• Raw data:
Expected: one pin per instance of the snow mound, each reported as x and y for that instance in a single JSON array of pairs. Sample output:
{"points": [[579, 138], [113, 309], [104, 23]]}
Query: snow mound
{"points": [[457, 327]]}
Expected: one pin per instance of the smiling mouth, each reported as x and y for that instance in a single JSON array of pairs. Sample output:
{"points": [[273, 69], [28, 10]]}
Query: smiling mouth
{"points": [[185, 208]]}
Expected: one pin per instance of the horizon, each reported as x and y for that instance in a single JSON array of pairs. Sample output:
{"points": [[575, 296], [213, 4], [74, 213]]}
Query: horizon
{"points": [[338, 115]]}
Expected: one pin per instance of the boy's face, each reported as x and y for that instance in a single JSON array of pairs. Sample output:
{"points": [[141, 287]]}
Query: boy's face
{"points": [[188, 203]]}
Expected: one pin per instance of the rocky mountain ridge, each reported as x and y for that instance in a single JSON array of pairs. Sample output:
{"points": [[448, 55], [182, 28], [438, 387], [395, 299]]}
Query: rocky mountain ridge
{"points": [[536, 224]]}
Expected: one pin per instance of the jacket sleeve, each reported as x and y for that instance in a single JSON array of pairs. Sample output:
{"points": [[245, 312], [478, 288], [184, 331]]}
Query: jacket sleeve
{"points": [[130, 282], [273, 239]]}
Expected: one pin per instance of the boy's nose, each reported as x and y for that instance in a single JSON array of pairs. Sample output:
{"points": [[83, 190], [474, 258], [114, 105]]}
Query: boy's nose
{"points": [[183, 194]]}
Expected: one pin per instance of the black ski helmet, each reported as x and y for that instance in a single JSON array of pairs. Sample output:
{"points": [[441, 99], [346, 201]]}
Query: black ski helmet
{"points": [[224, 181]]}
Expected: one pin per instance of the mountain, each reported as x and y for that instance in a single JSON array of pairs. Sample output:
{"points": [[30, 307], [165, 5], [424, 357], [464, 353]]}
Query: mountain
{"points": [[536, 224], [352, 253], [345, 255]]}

• Exercise:
Write out every entry word for word.

• Exercise solution:
Expected: one pin per instance of the snow mound, each reported as x and y for that instance in a single JSON array of pairs. Sample output:
{"points": [[579, 138], [113, 309], [104, 23]]}
Query: snow mound
{"points": [[457, 327]]}
Expected: one pin per instance of the smiling mouth, each reported as x and y for that instance in a single JSON array of pairs. Sample output:
{"points": [[273, 69], [28, 10]]}
Query: smiling mouth
{"points": [[185, 208]]}
Expected: one pin per instance of the horizon, each reported as x and y for that instance in a single JSON array of pairs. Sample output:
{"points": [[575, 296], [213, 4], [74, 213]]}
Query: horizon
{"points": [[338, 115]]}
Expected: one pin per instance of the boy's face, each reported as x and y for that instance in a single JSON array of pairs. Sample output:
{"points": [[141, 287]]}
Query: boy's face
{"points": [[188, 203]]}
Expected: one pin per instance of the rocky mountain ridge, each reported as x and y for that instance in a single JSON array of pairs. Sample output:
{"points": [[448, 55], [182, 28], [438, 387], [395, 299]]}
Query: rocky mountain ridge
{"points": [[536, 224]]}
Expected: one pin per instance of the jacket sleeve, each reported as x and y for that instance in a single JSON array of pairs. Sample output:
{"points": [[245, 312], [478, 288], [184, 331]]}
Query: jacket sleeve
{"points": [[130, 282], [273, 239]]}
Expected: one pin per instance of the boy's nose, each reported as x and y for that instance in a single JSON array of pairs. Sample output:
{"points": [[83, 190], [474, 258], [114, 105]]}
Query: boy's nose
{"points": [[183, 194]]}
Expected: one pin per instance of the black ski helmet, each reported as x and y for that instance in a single JSON array of pairs. Sample output:
{"points": [[441, 99], [346, 201]]}
Query: black ski helmet
{"points": [[224, 181]]}
Expected: one pin per instance of the mountain, each reported as x and y for that instance in a single JSON array of pairs. Sample output:
{"points": [[30, 307], [165, 5], [424, 357], [464, 353]]}
Query: mountain
{"points": [[536, 224], [352, 253], [345, 255]]}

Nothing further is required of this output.